**What you need to do:** Return the records below exactly; pictures stay out.

**Given information:**
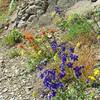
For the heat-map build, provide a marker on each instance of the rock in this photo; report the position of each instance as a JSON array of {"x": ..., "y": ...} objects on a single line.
[
  {"x": 1, "y": 25},
  {"x": 45, "y": 19},
  {"x": 83, "y": 7}
]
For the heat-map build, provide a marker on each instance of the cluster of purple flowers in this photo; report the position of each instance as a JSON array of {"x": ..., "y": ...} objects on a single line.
[
  {"x": 51, "y": 79},
  {"x": 58, "y": 10},
  {"x": 51, "y": 82}
]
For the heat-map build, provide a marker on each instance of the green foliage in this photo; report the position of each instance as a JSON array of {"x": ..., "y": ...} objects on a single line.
[
  {"x": 13, "y": 53},
  {"x": 75, "y": 26},
  {"x": 31, "y": 65},
  {"x": 12, "y": 6},
  {"x": 13, "y": 37}
]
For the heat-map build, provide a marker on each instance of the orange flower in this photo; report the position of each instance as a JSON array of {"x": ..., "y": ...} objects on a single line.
[
  {"x": 42, "y": 31},
  {"x": 21, "y": 46},
  {"x": 28, "y": 36}
]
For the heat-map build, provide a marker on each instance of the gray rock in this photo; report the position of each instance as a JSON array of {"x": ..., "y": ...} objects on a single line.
[
  {"x": 45, "y": 19},
  {"x": 21, "y": 23}
]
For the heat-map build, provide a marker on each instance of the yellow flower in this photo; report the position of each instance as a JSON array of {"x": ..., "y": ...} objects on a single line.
[
  {"x": 53, "y": 14},
  {"x": 98, "y": 37},
  {"x": 96, "y": 72},
  {"x": 92, "y": 78}
]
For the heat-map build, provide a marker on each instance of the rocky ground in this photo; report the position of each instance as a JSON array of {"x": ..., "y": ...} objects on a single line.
[{"x": 16, "y": 83}]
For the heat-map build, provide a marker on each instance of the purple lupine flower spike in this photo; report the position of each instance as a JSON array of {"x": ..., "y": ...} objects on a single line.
[
  {"x": 54, "y": 45},
  {"x": 58, "y": 10}
]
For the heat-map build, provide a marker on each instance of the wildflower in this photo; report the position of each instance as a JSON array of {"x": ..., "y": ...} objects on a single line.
[
  {"x": 42, "y": 76},
  {"x": 29, "y": 36},
  {"x": 21, "y": 46},
  {"x": 77, "y": 71},
  {"x": 70, "y": 64},
  {"x": 40, "y": 67},
  {"x": 50, "y": 82},
  {"x": 58, "y": 10},
  {"x": 42, "y": 31},
  {"x": 54, "y": 45},
  {"x": 92, "y": 78},
  {"x": 87, "y": 81},
  {"x": 56, "y": 57},
  {"x": 59, "y": 54},
  {"x": 35, "y": 46},
  {"x": 69, "y": 18},
  {"x": 96, "y": 72},
  {"x": 53, "y": 14},
  {"x": 64, "y": 58},
  {"x": 62, "y": 74},
  {"x": 39, "y": 52},
  {"x": 35, "y": 94},
  {"x": 73, "y": 57},
  {"x": 63, "y": 47},
  {"x": 62, "y": 67},
  {"x": 52, "y": 30},
  {"x": 71, "y": 49},
  {"x": 78, "y": 44},
  {"x": 98, "y": 37}
]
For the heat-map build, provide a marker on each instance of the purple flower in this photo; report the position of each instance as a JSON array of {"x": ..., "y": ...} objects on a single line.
[
  {"x": 87, "y": 81},
  {"x": 49, "y": 96},
  {"x": 64, "y": 58},
  {"x": 71, "y": 50},
  {"x": 59, "y": 54},
  {"x": 41, "y": 76},
  {"x": 77, "y": 71},
  {"x": 58, "y": 10},
  {"x": 54, "y": 45},
  {"x": 40, "y": 68},
  {"x": 62, "y": 67},
  {"x": 70, "y": 64},
  {"x": 62, "y": 74},
  {"x": 73, "y": 57},
  {"x": 53, "y": 93}
]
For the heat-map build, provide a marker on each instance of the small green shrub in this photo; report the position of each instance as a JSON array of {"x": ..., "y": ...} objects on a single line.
[
  {"x": 75, "y": 26},
  {"x": 13, "y": 37},
  {"x": 12, "y": 6}
]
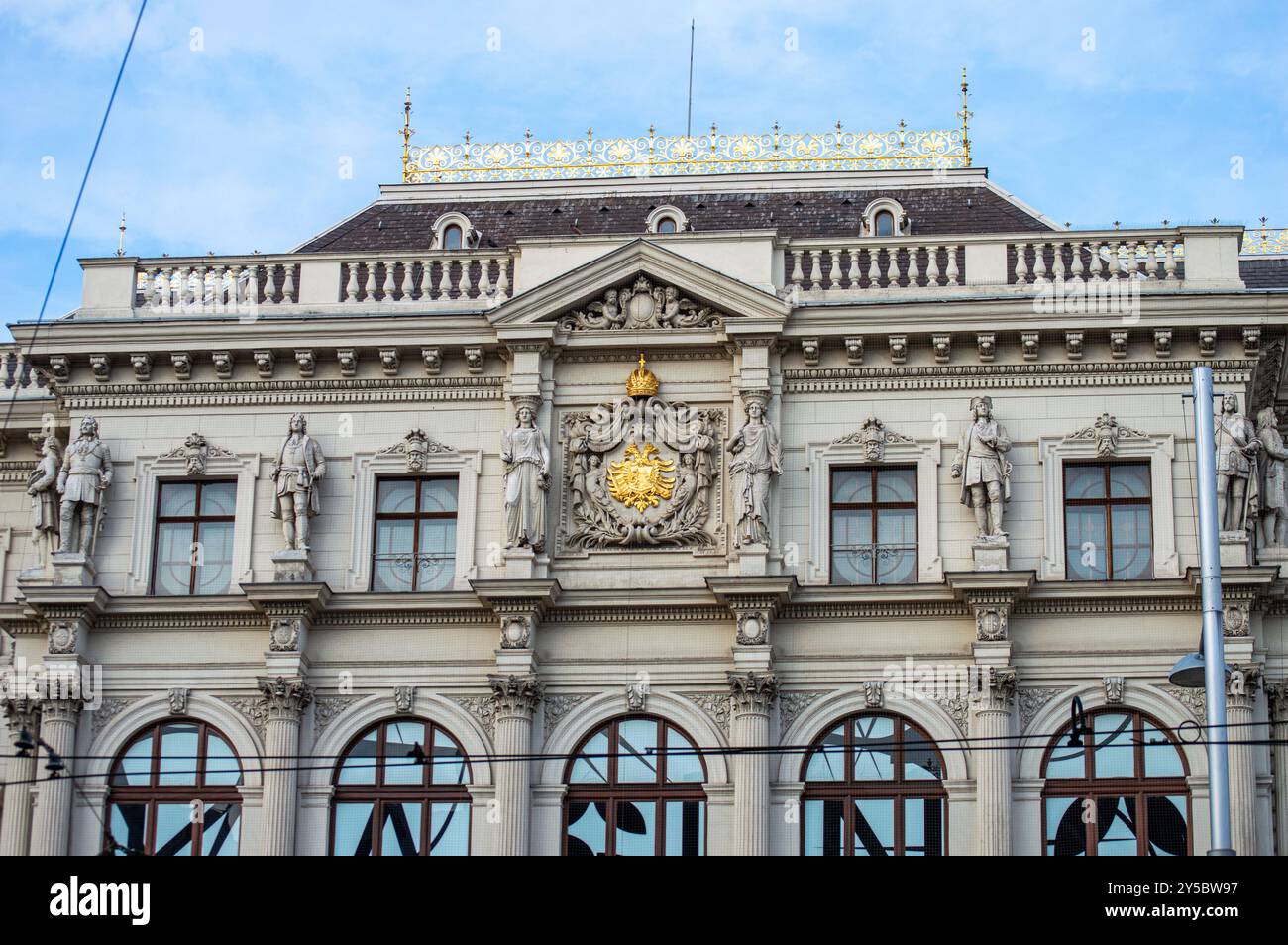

**Exercise solution:**
For the heat-map build, provide a marker on each instance of the rock in this photo; report the position of each instance as a JSON array of {"x": ..., "y": ...} objects on a single line.
[
  {"x": 1, "y": 25},
  {"x": 45, "y": 19},
  {"x": 83, "y": 7}
]
For the heat-map build, provide a marker on each instance of the cluster of purple flowers in this photo; report the position of each instance as a JSON array of {"x": ..., "y": ...} objects on a single line.
[
  {"x": 51, "y": 79},
  {"x": 58, "y": 10},
  {"x": 51, "y": 82}
]
For the heat-map build, provide a marker on each instance of the green foliage in this photo; report the position of each instance as a JSON array of {"x": ..., "y": ...} objects on a single line.
[
  {"x": 13, "y": 53},
  {"x": 75, "y": 26},
  {"x": 31, "y": 65},
  {"x": 12, "y": 6},
  {"x": 13, "y": 37}
]
For the heat-map build, provide a marker on each instance of the orange flower in this photo; report the position of each instance as a JSON array of {"x": ..., "y": ...} objects on a single line.
[
  {"x": 42, "y": 31},
  {"x": 21, "y": 46},
  {"x": 28, "y": 36}
]
For the heat-map build, provide a marker on each instance of the gray rock in this photo; report the position of each instance as a JSON array of {"x": ..., "y": ...} objects on a single line.
[
  {"x": 45, "y": 19},
  {"x": 21, "y": 23}
]
For the heat-map build, provide a marker on each instance of the yellow flower in this photo; report the position of each instance as a JSON array of {"x": ..., "y": ...} objects on a single line.
[
  {"x": 53, "y": 14},
  {"x": 98, "y": 37},
  {"x": 96, "y": 72},
  {"x": 92, "y": 78}
]
For the heat-map build, provide a marker on each instance of the rocky ground in this photo; report the position of each instance as a JSON array of {"x": ..., "y": ...} objects on a single line.
[{"x": 16, "y": 83}]
For the heat-map build, provide a marker on each instance of the purple lupine flower spike in this photo; report the position of each instance as a JSON array of {"x": ..., "y": ...} objects on a single line.
[
  {"x": 54, "y": 45},
  {"x": 58, "y": 10}
]
For the heat-map build, provide a marker on each instance of the wildflower in this photo; report the position of each instance as a JSON array of {"x": ..., "y": ...} objects on a single line.
[
  {"x": 42, "y": 76},
  {"x": 29, "y": 36},
  {"x": 21, "y": 46},
  {"x": 77, "y": 71},
  {"x": 70, "y": 64},
  {"x": 40, "y": 67},
  {"x": 50, "y": 82},
  {"x": 58, "y": 10},
  {"x": 42, "y": 31},
  {"x": 54, "y": 45},
  {"x": 92, "y": 78},
  {"x": 87, "y": 81},
  {"x": 56, "y": 57},
  {"x": 59, "y": 54},
  {"x": 35, "y": 46},
  {"x": 69, "y": 18},
  {"x": 96, "y": 72},
  {"x": 53, "y": 14},
  {"x": 64, "y": 58},
  {"x": 62, "y": 74},
  {"x": 39, "y": 52},
  {"x": 35, "y": 94},
  {"x": 73, "y": 57},
  {"x": 63, "y": 47},
  {"x": 62, "y": 67},
  {"x": 52, "y": 30},
  {"x": 71, "y": 49},
  {"x": 78, "y": 44},
  {"x": 98, "y": 37}
]
For the heat-map build, provide a marker on each instance of the purple flower in this photo; report the position of each instance as a JSON array of {"x": ..., "y": ...} objects on a single line.
[
  {"x": 87, "y": 81},
  {"x": 49, "y": 96},
  {"x": 64, "y": 58},
  {"x": 71, "y": 50},
  {"x": 59, "y": 54},
  {"x": 41, "y": 76},
  {"x": 77, "y": 71},
  {"x": 58, "y": 10},
  {"x": 54, "y": 45},
  {"x": 40, "y": 68},
  {"x": 62, "y": 67},
  {"x": 70, "y": 64},
  {"x": 62, "y": 74},
  {"x": 73, "y": 57},
  {"x": 53, "y": 93}
]
For the heat-map build, provide a marker on each instance of the small green shrub in this photo; report the position of each instance as a JSON array of {"x": ..., "y": ...} objects on a single line.
[
  {"x": 75, "y": 26},
  {"x": 13, "y": 37},
  {"x": 12, "y": 6}
]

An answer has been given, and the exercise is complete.